__Passage to read__.
--------------------------------------------------
# Crank Ghost and Headstone



## theundeadofnight (Aug 14, 2011)

Happy Halloween All ,

Video of my flying crank ghost and a sneak peek at Kurt Barlow with headstone near the end of the video .


----------



## RoxyBlue (Oct 6, 2008)

I like him - he looks slyly wicked


----------



## goneferal (Sep 8, 2010)

That is pure Halloween! Perfect.


----------



## Sytnathotep (Oct 10, 2011)

Very nice! I always dig those style ghosts.


----------



## Lunatic (Oct 3, 2006)

I love it!
Nice details!


----------



## Eeeekim (Aug 14, 2009)

That is what one is going for when they make a crank ghost.


----------



## theundeadofnight (Aug 14, 2011)

Thanks all for looking and commenting .


----------



## GhoulishCop (Sep 25, 2009)
--------------------------------------------------
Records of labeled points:
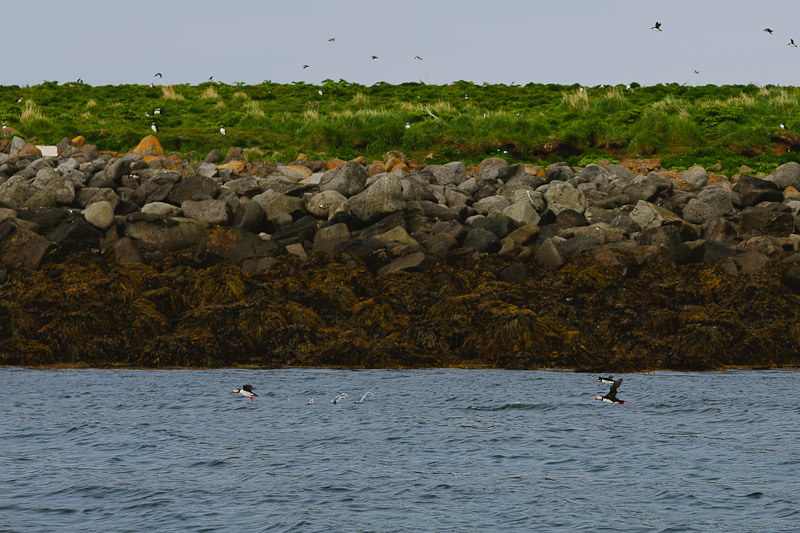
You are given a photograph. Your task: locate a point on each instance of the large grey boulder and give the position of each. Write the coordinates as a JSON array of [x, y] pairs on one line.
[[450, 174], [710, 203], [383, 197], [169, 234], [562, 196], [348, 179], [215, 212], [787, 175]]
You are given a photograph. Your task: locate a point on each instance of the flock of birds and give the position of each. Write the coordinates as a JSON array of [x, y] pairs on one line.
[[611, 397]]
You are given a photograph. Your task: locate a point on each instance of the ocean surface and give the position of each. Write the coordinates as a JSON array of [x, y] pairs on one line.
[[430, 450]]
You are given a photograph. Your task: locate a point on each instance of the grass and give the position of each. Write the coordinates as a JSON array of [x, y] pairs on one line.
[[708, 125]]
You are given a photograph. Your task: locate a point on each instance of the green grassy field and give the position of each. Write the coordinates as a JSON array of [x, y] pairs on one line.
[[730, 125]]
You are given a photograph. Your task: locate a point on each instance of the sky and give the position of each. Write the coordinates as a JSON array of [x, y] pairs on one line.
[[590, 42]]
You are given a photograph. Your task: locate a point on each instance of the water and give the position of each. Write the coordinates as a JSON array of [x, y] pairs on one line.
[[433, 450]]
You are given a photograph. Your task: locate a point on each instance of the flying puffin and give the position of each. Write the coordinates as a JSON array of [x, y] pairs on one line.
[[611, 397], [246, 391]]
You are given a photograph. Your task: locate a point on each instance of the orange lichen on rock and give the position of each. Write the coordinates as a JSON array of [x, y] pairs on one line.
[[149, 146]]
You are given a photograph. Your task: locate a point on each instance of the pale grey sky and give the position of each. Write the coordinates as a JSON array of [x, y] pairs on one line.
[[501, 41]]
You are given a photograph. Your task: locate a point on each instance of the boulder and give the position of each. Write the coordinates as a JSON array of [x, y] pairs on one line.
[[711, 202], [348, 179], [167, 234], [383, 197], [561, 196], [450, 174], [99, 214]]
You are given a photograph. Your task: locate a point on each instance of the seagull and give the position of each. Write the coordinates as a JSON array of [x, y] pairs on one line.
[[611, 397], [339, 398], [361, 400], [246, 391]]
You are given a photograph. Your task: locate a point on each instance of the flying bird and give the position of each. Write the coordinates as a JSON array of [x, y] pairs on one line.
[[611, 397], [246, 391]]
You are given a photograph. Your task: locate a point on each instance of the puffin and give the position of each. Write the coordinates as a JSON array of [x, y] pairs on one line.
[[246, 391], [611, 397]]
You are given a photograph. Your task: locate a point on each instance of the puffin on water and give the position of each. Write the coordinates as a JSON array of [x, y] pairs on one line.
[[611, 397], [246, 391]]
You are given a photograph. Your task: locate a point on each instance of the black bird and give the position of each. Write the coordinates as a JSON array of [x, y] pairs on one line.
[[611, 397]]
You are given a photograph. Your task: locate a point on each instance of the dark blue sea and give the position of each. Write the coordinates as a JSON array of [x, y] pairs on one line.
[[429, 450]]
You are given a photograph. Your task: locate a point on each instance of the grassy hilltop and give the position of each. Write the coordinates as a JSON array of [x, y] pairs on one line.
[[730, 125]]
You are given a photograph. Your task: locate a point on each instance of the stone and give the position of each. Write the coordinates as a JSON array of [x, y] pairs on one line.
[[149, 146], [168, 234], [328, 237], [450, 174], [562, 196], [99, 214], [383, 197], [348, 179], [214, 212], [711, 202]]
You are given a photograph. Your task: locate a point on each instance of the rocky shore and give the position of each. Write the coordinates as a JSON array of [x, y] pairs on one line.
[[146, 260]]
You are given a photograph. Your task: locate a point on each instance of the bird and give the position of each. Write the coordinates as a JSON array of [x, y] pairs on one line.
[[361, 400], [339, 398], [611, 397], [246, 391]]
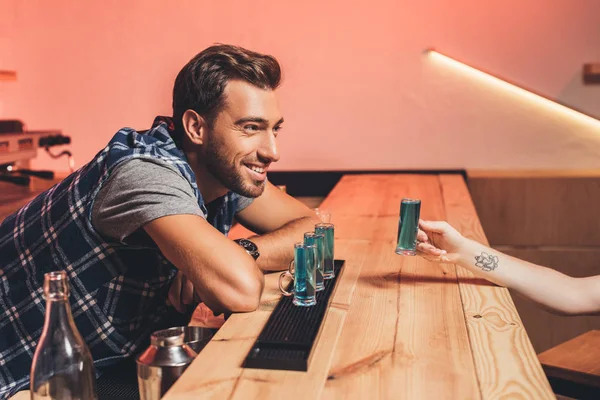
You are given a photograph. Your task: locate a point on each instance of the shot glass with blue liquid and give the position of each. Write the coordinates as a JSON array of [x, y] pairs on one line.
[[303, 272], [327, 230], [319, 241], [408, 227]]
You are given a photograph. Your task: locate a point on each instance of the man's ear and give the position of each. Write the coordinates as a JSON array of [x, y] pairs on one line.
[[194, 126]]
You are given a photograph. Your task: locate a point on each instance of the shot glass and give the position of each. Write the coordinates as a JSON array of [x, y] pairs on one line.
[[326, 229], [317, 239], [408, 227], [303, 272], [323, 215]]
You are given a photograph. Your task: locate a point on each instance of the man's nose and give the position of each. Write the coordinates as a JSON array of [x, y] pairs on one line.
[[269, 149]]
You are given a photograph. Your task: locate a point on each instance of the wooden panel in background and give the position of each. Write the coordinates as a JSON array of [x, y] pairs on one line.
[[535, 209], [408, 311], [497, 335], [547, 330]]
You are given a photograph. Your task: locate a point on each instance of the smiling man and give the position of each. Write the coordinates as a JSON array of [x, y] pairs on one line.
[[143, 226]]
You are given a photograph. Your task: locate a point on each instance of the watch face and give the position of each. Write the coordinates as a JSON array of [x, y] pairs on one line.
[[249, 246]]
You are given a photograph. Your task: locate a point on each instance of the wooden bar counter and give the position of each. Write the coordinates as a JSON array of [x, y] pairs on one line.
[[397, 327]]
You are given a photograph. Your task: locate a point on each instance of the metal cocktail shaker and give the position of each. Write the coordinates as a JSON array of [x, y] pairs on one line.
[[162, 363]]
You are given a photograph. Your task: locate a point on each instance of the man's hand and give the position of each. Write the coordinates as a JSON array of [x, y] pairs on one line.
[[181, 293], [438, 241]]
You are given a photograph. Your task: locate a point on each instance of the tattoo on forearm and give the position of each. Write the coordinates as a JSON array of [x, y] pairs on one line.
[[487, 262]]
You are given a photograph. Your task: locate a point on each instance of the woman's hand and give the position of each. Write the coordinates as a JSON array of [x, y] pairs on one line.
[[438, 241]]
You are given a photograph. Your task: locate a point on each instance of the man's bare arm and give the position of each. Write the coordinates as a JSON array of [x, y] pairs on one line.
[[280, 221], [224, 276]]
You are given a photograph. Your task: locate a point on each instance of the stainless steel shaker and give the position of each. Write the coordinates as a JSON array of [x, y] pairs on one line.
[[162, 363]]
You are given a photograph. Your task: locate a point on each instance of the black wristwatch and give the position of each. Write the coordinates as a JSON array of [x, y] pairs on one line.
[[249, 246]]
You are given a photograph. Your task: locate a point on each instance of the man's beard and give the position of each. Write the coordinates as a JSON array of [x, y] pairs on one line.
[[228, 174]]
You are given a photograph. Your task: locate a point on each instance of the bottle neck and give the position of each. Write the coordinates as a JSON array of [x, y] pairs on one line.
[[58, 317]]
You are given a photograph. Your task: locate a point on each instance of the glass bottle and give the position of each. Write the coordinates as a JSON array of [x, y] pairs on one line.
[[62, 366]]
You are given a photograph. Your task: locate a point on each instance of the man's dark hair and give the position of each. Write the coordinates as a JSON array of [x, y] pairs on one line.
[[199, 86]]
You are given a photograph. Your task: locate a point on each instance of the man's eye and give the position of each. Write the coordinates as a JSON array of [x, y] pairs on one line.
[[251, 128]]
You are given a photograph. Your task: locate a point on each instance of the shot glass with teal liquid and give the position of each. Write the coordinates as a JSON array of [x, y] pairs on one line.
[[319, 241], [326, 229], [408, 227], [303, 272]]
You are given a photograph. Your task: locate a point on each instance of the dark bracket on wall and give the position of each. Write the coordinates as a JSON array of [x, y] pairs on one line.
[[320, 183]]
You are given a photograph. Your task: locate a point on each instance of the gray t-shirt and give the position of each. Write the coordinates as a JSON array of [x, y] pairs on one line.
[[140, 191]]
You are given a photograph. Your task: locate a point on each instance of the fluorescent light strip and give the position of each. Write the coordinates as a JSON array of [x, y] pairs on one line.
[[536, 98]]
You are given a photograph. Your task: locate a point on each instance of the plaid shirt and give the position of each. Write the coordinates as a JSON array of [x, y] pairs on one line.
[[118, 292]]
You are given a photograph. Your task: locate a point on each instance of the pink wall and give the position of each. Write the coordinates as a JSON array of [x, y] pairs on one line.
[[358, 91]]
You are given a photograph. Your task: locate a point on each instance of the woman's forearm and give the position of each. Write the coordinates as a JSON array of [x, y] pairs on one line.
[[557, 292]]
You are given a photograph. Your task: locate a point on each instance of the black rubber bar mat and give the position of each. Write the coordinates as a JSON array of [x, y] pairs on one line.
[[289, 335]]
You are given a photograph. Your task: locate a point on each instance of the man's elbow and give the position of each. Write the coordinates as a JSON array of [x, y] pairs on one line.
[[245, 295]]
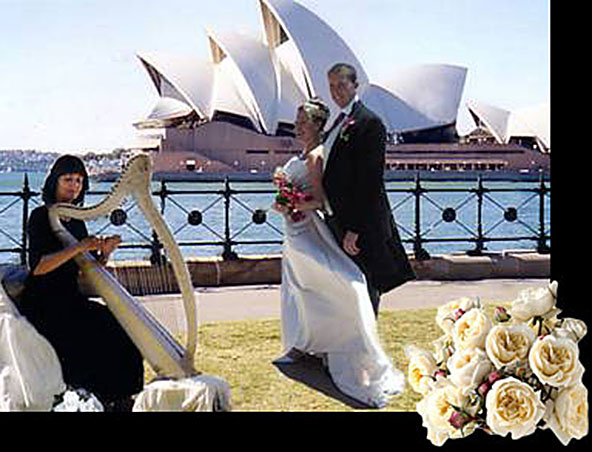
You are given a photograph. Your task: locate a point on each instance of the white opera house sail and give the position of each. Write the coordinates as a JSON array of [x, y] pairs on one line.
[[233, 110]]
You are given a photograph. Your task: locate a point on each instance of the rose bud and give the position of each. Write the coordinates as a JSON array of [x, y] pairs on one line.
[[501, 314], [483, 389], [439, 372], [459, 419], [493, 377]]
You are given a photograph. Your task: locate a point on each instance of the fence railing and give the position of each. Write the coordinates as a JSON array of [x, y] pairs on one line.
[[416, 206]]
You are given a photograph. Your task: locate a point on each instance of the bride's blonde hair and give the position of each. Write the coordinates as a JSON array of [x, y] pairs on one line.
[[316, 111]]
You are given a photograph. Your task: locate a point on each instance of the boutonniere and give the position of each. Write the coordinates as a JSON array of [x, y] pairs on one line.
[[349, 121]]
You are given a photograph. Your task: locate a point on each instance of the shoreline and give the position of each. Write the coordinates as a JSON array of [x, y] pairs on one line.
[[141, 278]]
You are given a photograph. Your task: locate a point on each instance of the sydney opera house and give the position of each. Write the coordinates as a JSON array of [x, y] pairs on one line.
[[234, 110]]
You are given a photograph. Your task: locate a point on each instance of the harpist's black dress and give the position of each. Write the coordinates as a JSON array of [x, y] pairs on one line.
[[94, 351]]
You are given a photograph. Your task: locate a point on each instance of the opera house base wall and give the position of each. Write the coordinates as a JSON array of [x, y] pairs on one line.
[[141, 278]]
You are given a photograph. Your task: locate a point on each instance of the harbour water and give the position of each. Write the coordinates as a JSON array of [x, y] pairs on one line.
--------------------------------------------------
__Problems to work on__.
a) Translate this sentence from the crank ghost thread into Spanish: "I like him - he looks slyly wicked"
b) Swap "large grey boulder" for "large gray rock" in the rows, everything from the start of the rows down to the line containing "212], [787, 175]]", and give back only those lines with the pictures left out.

__Set of answers__.
a) Me gusta; se ve astutamente malvado.

b)
You are given a photograph. Your task: locate a point on each instance of the large gray rock and give the position of each. Write the coordinates as a JSON array of [x, y] pairs on one line.
[[450, 174], [710, 203], [383, 197], [169, 234], [562, 196], [348, 179], [215, 212], [787, 175]]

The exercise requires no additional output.